(Records contained in a dataset)

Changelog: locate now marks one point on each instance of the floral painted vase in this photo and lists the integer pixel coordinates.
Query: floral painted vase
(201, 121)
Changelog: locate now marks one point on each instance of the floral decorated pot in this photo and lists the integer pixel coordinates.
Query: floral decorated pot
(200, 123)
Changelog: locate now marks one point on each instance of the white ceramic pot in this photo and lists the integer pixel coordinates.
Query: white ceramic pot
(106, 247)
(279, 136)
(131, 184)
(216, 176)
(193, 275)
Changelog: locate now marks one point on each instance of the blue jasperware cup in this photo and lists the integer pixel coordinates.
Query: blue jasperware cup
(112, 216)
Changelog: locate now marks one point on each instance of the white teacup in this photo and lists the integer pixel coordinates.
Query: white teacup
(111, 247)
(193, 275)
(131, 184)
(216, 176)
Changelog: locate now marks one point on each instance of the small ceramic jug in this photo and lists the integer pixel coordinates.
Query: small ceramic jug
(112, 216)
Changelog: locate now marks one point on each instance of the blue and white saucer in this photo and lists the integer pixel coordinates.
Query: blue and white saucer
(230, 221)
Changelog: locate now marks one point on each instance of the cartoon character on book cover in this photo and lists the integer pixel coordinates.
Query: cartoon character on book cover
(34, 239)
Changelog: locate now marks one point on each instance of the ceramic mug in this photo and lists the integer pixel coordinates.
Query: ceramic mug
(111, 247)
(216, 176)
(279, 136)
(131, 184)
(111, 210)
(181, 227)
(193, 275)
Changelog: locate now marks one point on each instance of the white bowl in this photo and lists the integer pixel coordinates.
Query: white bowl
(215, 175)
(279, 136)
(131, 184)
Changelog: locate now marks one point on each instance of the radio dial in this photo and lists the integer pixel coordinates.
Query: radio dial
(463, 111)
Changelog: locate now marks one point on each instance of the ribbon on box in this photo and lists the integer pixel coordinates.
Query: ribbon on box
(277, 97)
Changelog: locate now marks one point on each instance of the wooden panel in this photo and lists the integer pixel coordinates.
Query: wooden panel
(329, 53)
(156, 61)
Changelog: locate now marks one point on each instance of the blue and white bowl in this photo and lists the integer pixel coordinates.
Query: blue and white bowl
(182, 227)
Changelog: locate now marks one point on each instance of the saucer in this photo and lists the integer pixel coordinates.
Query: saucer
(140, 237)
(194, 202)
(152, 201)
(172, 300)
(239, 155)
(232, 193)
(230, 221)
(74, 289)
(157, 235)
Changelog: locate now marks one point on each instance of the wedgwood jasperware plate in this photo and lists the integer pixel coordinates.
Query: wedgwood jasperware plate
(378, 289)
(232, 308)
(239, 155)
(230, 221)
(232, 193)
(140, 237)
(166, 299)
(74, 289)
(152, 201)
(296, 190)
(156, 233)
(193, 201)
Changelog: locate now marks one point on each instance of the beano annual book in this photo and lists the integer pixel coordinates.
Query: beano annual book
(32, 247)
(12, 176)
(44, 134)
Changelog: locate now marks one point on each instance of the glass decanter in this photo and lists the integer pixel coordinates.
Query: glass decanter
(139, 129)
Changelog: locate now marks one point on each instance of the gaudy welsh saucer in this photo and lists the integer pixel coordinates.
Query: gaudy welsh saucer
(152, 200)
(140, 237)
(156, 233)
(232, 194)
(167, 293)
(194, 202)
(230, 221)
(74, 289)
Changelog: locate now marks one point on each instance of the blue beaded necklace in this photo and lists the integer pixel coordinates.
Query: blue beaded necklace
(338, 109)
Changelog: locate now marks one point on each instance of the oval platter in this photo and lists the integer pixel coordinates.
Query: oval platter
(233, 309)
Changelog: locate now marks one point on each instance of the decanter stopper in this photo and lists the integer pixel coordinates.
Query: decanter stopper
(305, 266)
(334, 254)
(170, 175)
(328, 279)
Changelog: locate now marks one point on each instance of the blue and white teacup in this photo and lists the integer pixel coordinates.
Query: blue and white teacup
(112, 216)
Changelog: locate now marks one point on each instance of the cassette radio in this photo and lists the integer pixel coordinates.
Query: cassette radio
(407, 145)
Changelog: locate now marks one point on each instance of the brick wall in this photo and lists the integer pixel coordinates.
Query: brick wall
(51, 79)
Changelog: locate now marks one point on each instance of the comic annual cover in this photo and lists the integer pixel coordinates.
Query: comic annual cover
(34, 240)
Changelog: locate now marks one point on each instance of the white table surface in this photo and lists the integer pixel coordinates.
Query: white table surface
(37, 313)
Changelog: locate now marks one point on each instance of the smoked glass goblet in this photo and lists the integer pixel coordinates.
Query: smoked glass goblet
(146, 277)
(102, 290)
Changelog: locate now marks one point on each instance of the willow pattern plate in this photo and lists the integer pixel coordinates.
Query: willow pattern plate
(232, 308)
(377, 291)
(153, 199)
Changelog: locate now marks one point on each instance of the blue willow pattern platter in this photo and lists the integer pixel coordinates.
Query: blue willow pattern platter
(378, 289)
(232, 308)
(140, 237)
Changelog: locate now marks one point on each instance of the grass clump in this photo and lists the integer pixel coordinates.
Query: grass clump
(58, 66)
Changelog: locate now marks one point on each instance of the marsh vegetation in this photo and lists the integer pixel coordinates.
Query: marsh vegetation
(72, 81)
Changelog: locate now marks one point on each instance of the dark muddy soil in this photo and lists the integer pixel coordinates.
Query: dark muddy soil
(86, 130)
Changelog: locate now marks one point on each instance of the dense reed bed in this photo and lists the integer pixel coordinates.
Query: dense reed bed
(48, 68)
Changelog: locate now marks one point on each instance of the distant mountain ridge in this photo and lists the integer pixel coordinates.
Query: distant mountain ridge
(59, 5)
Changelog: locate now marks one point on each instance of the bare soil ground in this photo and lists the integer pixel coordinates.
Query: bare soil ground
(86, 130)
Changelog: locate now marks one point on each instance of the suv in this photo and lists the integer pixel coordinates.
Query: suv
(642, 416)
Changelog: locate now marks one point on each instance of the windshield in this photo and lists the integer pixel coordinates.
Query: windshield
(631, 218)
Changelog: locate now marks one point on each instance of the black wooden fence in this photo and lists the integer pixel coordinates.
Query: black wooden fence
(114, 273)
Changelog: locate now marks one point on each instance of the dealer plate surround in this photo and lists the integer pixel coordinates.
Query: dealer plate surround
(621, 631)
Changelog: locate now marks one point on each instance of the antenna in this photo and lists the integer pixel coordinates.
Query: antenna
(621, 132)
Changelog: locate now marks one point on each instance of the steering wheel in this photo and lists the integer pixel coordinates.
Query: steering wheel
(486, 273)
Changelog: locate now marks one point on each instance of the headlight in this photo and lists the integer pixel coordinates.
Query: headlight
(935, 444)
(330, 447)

◆ TASK OBJECTIVE ◆
Write every entry out again, exactly as it stands.

◆ WRITTEN ANSWER ◆
Changelog: locate now marks one point on each instance of the floral painted vase in this photo and lists the integer pixel coordinates.
Query: floral painted vase
(201, 121)
Changelog: locate now marks one point on each instance of the floral decorated pot in this photo and lists the integer pixel coordinates.
Query: floral decorated pot
(200, 123)
Changelog: locate now marks one point on each instance of the white ceramic pot in this photo and lists the integer pixel coordinates.
Query: white ceramic pot
(106, 247)
(279, 136)
(131, 184)
(216, 176)
(193, 275)
Changelog: locate now marks one point on each instance of the blue jasperware cup in this photo and lists the integer pixel coordinates.
Query: blue jasperware cup
(112, 216)
Changelog: locate now marks one point on each instance of the white teacup in this photo and lists the integer pixel coordinates.
Query: white teacup
(111, 247)
(193, 275)
(131, 184)
(216, 176)
Changelog: locate now marks one point on each instance of the small ceramic jug in this photo and lists the integer pixel coordinates.
Query: small ceramic jug
(112, 216)
Changelog: locate now marks one point on each instance of the blue and white saucer in this photo and lists the integer pixel coordinates.
Query: blue and white saucer
(230, 221)
Changelog: locate now marks one point on each instance of the cartoon character on book cover in this photo and lists the integer pixel coordinates.
Query: cartoon character on book cover
(34, 239)
Changelog: locate now marks one point on each instance of the ceramic mug in this photo and lists the integer pixel coordinates.
Query: ceramic mug
(111, 247)
(216, 176)
(279, 136)
(131, 184)
(111, 210)
(181, 227)
(193, 275)
Changelog: locate now marks one point on each instance of the white bowl in this photo and lists the integer pixel coordinates.
Query: white bowl
(215, 175)
(279, 136)
(131, 184)
Changelog: locate now marks one point on each instance of the radio dial in this photo and lists the integer pixel coordinates.
Query: radio dial
(463, 111)
Changelog: locate now marks one point on each instance of the ribbon on box in this photo and lists the integer pixel coordinates.
Query: ribbon on box
(277, 97)
Changelog: locate now marks one point on each instance of the wooden panel in this photo and lists the integer pixel coordinates.
Query: wooden panel
(329, 53)
(156, 61)
Changelog: locate now marks one point on each instance of the blue and white bowl in this photo and lists the integer pixel coordinates.
Query: blue and white bowl
(182, 227)
Changelog: locate now marks one point on each instance of the saucer in this photo and lists the integer pixel coordinates.
Query: saucer
(140, 237)
(194, 202)
(152, 201)
(172, 300)
(239, 155)
(232, 193)
(230, 221)
(74, 289)
(157, 235)
Changelog: locate now marks one point on each instance of the wedgwood jasperware plate in this photo and lists the integer pixel coordinates.
Query: wedgwood jasperware plate
(378, 289)
(232, 308)
(239, 155)
(230, 221)
(232, 193)
(140, 237)
(166, 299)
(74, 289)
(152, 201)
(296, 190)
(156, 233)
(193, 201)
Changelog: locate now marks one point on each instance of the beano annual book in this photo and lists the integer pixel coordinates.
Query: beano annual book
(32, 247)
(12, 176)
(44, 134)
Changelog: locate now marks one point on each instance of the glass decanter in this photo and lists the integer pixel coordinates.
Query: glass decanter
(139, 129)
Changelog: locate now marks one point on each instance of the gaudy welsh saucer in this photo and lists the integer pixel coordinates.
Query: gaudy welsh saucer
(152, 200)
(140, 237)
(156, 233)
(232, 194)
(167, 293)
(194, 202)
(230, 221)
(74, 289)
Changelog: locate now marks one point on each instance of the blue beaded necklace in this photo and lists the integer pixel coordinates.
Query: blue beaded necklace
(338, 109)
Changelog: locate now marks one point on each instance of the oval platter in this photo and lists the integer pixel coordinates.
Query: oval platter
(233, 309)
Changelog: locate now marks one point on each instance of the decanter stopper in this photo and lists the integer pixel coordinates.
Query: decanter stopper
(305, 266)
(334, 254)
(170, 175)
(328, 279)
Changelog: locate now marks one point on each instance of the blue and white teacup in this photo and lists the integer pixel coordinates.
Query: blue and white teacup
(112, 216)
Changelog: locate now marks one point on each instance of the cassette radio in this photo and lists the integer pixel coordinates.
Query: cassette radio
(407, 145)
Changelog: locate now marks one point on each instance of the brick wall in this photo and lists the integer pixel coordinates.
Query: brick wall
(51, 79)
Changelog: locate now marks one point on each instance of the comic annual cover in this photo and lists the integer pixel coordinates.
Query: comic annual cover
(34, 240)
Changelog: locate now marks one point on each instance of the white table surface in this photo and lists the integer pixel coordinates.
Query: white table surface
(37, 313)
Changelog: locate now marks one point on each instance of the smoked glass goblet in this photo and lists the integer pixel coordinates.
Query: smoked glass goblet
(146, 277)
(102, 290)
Changelog: locate now marks one point on each instance of the willow pattern plate in this photo and lists the integer pixel coordinates.
Query: willow pattern plate
(232, 308)
(377, 291)
(153, 199)
Changelog: locate now marks one point on each instance of the blue willow pattern platter in this photo and lists the integer pixel coordinates.
Query: blue willow pattern platter
(378, 289)
(232, 308)
(140, 237)
Changelog: locate now marks one point on each instance of the grass clump in this photo and lists the integer pixel coordinates.
Query: grass clump
(58, 66)
Changelog: locate now marks one point on each instance of the marsh vegetation in this photo and lists the integer pixel coordinates.
Query: marsh vegetation
(72, 81)
Changelog: locate now marks one point on each instance of the dark muddy soil in this photo and lists the integer pixel coordinates.
Query: dark muddy soil
(86, 130)
Changelog: locate now marks one point on each instance of the dense reed bed in this photo and lists the integer pixel coordinates.
Query: dense reed bed
(48, 68)
Changelog: locate now marks one point on each instance of the distant mountain ridge in this photo and lists the integer pixel coordinates.
Query: distant mountain ridge
(59, 5)
Changelog: locate now marks one point on each instance of the bare soil ground in this photo and lists the integer pixel coordinates.
Query: bare soil ground
(86, 130)
Changelog: locate now marks one point on each instance of the suv in this photo and lists the integer pixel coordinates.
Query: suv
(642, 416)
Changelog: locate now marks one point on each instance of the windshield in this photo and lists the integer pixel coordinates.
Query: windshield
(631, 218)
Changelog: locate now marks one point on each instance of the black wooden fence in this photo and lists the integer pixel coordinates.
Query: black wooden fence
(114, 273)
Changelog: locate now marks one point on each instance of the dealer plate surround in this photo and lists the integer pixel coordinates.
Query: dealer plate surround
(621, 631)
Changelog: locate now marks one point on each instance of the antenna in this photo and lists the integer pixel coordinates.
Query: antenna
(621, 132)
Changelog: locate now marks one point on each instance of the steering wheel in this photo and lists the integer pixel coordinates.
Query: steering wheel
(486, 273)
Changelog: locate now marks one point on each instance of the headlight in this photo and lists the integer pixel coordinates.
Query: headlight
(935, 444)
(330, 447)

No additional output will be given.